§ Exercise brief
Lay out every line of the data below as a Markdown table with two columns, Row and Line, numbering the rows and skipping blank lines. Leave the pictures out of the table.

§ Data listing
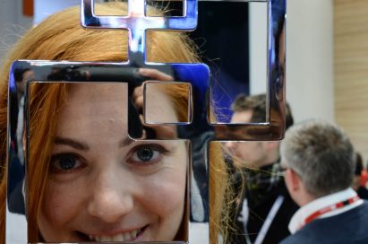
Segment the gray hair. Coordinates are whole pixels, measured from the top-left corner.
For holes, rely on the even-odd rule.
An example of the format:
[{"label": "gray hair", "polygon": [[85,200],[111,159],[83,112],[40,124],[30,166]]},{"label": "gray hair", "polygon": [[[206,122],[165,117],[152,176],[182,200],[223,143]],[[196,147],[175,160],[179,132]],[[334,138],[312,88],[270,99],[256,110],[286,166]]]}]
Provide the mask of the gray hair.
[{"label": "gray hair", "polygon": [[308,120],[291,126],[281,143],[282,163],[296,172],[315,197],[347,188],[353,180],[353,145],[337,126]]}]

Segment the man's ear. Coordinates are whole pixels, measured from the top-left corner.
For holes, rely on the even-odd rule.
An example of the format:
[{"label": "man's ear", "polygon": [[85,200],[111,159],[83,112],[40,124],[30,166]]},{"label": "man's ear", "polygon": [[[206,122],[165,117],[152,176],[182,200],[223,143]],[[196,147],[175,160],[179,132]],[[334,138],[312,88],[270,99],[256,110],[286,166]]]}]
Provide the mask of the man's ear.
[{"label": "man's ear", "polygon": [[295,171],[291,169],[287,169],[286,171],[286,179],[287,181],[289,190],[297,191],[300,189],[302,180],[300,176],[296,174]]}]

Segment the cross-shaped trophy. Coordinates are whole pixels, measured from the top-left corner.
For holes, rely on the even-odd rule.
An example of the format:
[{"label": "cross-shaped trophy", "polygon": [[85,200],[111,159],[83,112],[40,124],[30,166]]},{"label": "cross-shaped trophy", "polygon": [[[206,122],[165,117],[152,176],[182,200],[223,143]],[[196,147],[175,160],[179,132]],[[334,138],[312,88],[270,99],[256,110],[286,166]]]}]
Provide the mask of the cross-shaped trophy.
[{"label": "cross-shaped trophy", "polygon": [[[218,120],[207,65],[147,61],[147,30],[193,30],[197,0],[183,1],[183,16],[150,15],[145,0],[129,0],[124,16],[102,16],[93,0],[81,0],[82,27],[127,30],[126,61],[13,63],[7,244],[194,243],[198,233],[207,243],[221,240],[210,236],[209,144],[280,140],[285,132],[285,53],[278,60],[285,43],[275,20],[284,18],[286,4],[280,10],[277,1],[242,2],[268,9],[264,122]],[[21,85],[19,72],[31,73]],[[70,240],[58,240],[63,232]]]}]

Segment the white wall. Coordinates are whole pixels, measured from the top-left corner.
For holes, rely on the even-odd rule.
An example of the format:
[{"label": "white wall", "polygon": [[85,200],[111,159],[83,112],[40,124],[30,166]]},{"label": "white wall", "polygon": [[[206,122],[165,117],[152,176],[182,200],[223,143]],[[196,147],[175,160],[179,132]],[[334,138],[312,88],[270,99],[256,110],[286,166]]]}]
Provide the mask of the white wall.
[{"label": "white wall", "polygon": [[[261,5],[266,4],[250,5],[252,94],[266,92],[267,12]],[[332,0],[288,0],[287,14],[287,99],[294,118],[333,121]]]},{"label": "white wall", "polygon": [[288,0],[287,99],[296,121],[334,121],[333,2]]},{"label": "white wall", "polygon": [[22,0],[0,0],[0,64],[4,55],[32,24],[22,14]]}]

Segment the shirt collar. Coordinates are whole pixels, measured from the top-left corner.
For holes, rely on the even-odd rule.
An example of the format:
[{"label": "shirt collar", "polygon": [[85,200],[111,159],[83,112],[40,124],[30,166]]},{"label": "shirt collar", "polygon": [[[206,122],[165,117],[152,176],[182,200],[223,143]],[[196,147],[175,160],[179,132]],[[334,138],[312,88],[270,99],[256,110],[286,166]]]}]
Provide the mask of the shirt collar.
[{"label": "shirt collar", "polygon": [[[291,218],[290,223],[288,225],[290,232],[294,234],[295,232],[296,232],[296,231],[302,229],[303,226],[304,225],[304,220],[309,215],[313,214],[314,212],[321,208],[327,207],[329,205],[334,205],[334,204],[337,204],[342,201],[346,201],[355,196],[356,196],[356,192],[354,191],[351,187],[348,187],[345,190],[338,191],[338,192],[314,199],[313,201],[299,208],[299,210],[296,211],[296,213],[293,215],[293,217]],[[339,214],[343,212],[346,212],[354,207],[356,207],[360,205],[361,204],[363,204],[363,200],[358,200],[355,202],[354,204],[347,205],[343,208],[336,209],[329,213],[326,213],[321,215],[319,218],[326,218],[326,217],[330,217],[333,215]]]}]

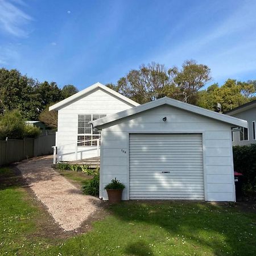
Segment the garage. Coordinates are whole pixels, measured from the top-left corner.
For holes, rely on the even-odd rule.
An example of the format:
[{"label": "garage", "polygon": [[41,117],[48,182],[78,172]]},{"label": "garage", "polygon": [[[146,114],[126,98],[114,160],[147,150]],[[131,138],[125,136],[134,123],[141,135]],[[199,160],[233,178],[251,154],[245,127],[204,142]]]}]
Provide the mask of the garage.
[{"label": "garage", "polygon": [[130,134],[130,199],[203,200],[202,136]]},{"label": "garage", "polygon": [[236,201],[231,129],[247,121],[164,97],[94,121],[101,132],[100,197]]}]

§ Worked answer
| Row | Line |
|---|---|
| 1 | Segment the gray hair. Coordinates are whole pixels, measured from the top-left corner. |
| 2 | For holes, rely on the even-odd rule. |
| 3 | An example of the format: |
| 4 | [{"label": "gray hair", "polygon": [[85,200],[111,159],[83,112],[40,124],[30,166]]},{"label": "gray hair", "polygon": [[[206,122],[165,117],[152,176],[182,200],[223,143]],[[196,147],[175,160],[179,132]],[[334,138],[312,88],[270,99],[256,110],[286,166]]]}] |
| 5 | Provide the mask of the gray hair. |
| 6 | [{"label": "gray hair", "polygon": [[308,120],[291,126],[281,143],[282,163],[296,172],[315,197],[347,188],[353,180],[353,145],[337,126]]}] |
| 7 | Segment the man's ear. Coordinates are whole pixels, measured from the top-left corner. |
| 8 | For holes, rely on the even-odd rule. |
| 9 | An example of the format: |
| 10 | [{"label": "man's ear", "polygon": [[85,200],[111,159],[83,112],[40,124],[30,166]]},{"label": "man's ear", "polygon": [[[206,122],[165,117],[152,176],[182,200],[223,143]],[[196,147],[175,160],[179,132]],[[334,138],[312,88],[270,99],[256,110],[286,166]]]}] |
| 11 | Provide the mask of the man's ear. |
| 12 | [{"label": "man's ear", "polygon": [[295,171],[291,169],[287,169],[286,171],[286,179],[287,181],[289,190],[297,191],[300,189],[302,180],[300,176],[296,174]]}] |
| 13 | Segment the cross-shaped trophy. Coordinates are whole pixels, measured from the top-left corner. |
| 14 | For holes, rely on the even-odd rule. |
| 15 | An example of the format: |
| 16 | [{"label": "cross-shaped trophy", "polygon": [[85,200],[111,159],[83,112],[40,124],[30,166]]},{"label": "cross-shaped trophy", "polygon": [[[206,122],[165,117],[152,176],[182,200],[223,143]],[[196,147],[175,160],[179,132]],[[334,138],[312,88],[270,99],[256,110],[286,166]]]}] |
| 17 | Provide the mask of the cross-shaped trophy. |
| 18 | [{"label": "cross-shaped trophy", "polygon": [[[218,120],[207,65],[147,61],[147,30],[193,30],[197,0],[183,1],[183,16],[150,15],[145,0],[129,0],[124,16],[102,16],[93,0],[81,0],[82,27],[127,30],[126,61],[13,63],[7,244],[194,243],[198,233],[207,243],[221,240],[210,236],[209,144],[280,140],[285,132],[285,53],[278,60],[285,43],[275,20],[284,18],[286,4],[280,10],[277,1],[242,2],[268,9],[264,122]],[[21,85],[19,72],[31,73]],[[70,240],[58,240],[63,232]]]}] |
| 19 | Segment the white wall. Coordinates are whole pixels, measured from the top-left corner. |
| 20 | For holes, rely on the even-odd rule. |
| 21 | An example of the format: |
| 22 | [{"label": "white wall", "polygon": [[85,200],[111,159],[83,112],[40,124],[30,166]]},{"label": "white wall", "polygon": [[[206,122],[165,117],[152,176],[182,200],[223,143]],[[196,147],[175,160],[179,132]],[[334,138],[312,88],[270,99],[256,110],[286,166]]]}] |
| 23 | Provide the mask of the white wall. |
| 24 | [{"label": "white wall", "polygon": [[[261,5],[266,4],[250,5],[252,94],[266,92],[267,12]],[[332,0],[288,0],[287,14],[287,99],[294,118],[333,121]]]},{"label": "white wall", "polygon": [[288,0],[287,99],[296,121],[334,121],[333,2]]},{"label": "white wall", "polygon": [[22,0],[0,0],[0,64],[4,55],[32,24],[22,14]]}] |
| 25 | Segment the shirt collar. Coordinates are whole pixels, measured from the top-left corner. |
| 26 | For holes, rely on the even-odd rule. |
| 27 | An example of the format: |
| 28 | [{"label": "shirt collar", "polygon": [[85,200],[111,159],[83,112],[40,124],[30,166]]},{"label": "shirt collar", "polygon": [[[206,122],[165,117],[152,176],[182,200],[223,143]],[[196,147],[175,160],[179,132]],[[334,138],[312,88],[270,99],[256,110],[286,166]]]}] |
| 29 | Provide the mask of the shirt collar. |
| 30 | [{"label": "shirt collar", "polygon": [[[291,218],[290,223],[288,225],[290,232],[294,234],[295,232],[296,232],[296,231],[302,229],[303,226],[304,225],[304,220],[309,215],[313,214],[314,212],[321,208],[327,207],[329,205],[334,205],[334,204],[337,204],[342,201],[346,201],[355,196],[356,196],[356,192],[354,191],[351,187],[348,187],[345,190],[338,191],[338,192],[314,199],[313,201],[299,208],[299,210],[296,211],[296,213],[293,215],[293,217]],[[339,214],[343,212],[346,212],[354,207],[356,207],[360,205],[361,204],[363,204],[363,200],[358,200],[355,202],[354,204],[347,205],[343,208],[336,209],[329,213],[326,213],[321,215],[319,218],[326,218],[326,217],[330,217],[333,215]]]}] |
| 31 | Segment the garage. Coordinates are whole pixels, measured from the top-left corner. |
| 32 | For holes, rely on the even-odd rule. |
| 33 | An example of the format: |
| 34 | [{"label": "garage", "polygon": [[41,117],[48,182],[78,172]]},{"label": "garage", "polygon": [[[146,114],[126,98],[114,160],[147,150]],[[131,138],[125,136],[134,123],[141,135]],[[199,160],[233,178],[251,154],[245,127],[204,142]]]}] |
| 35 | Provide the mask of the garage. |
| 36 | [{"label": "garage", "polygon": [[130,134],[130,199],[203,200],[202,136]]},{"label": "garage", "polygon": [[236,201],[231,129],[247,121],[164,97],[94,121],[101,132],[100,197]]}] |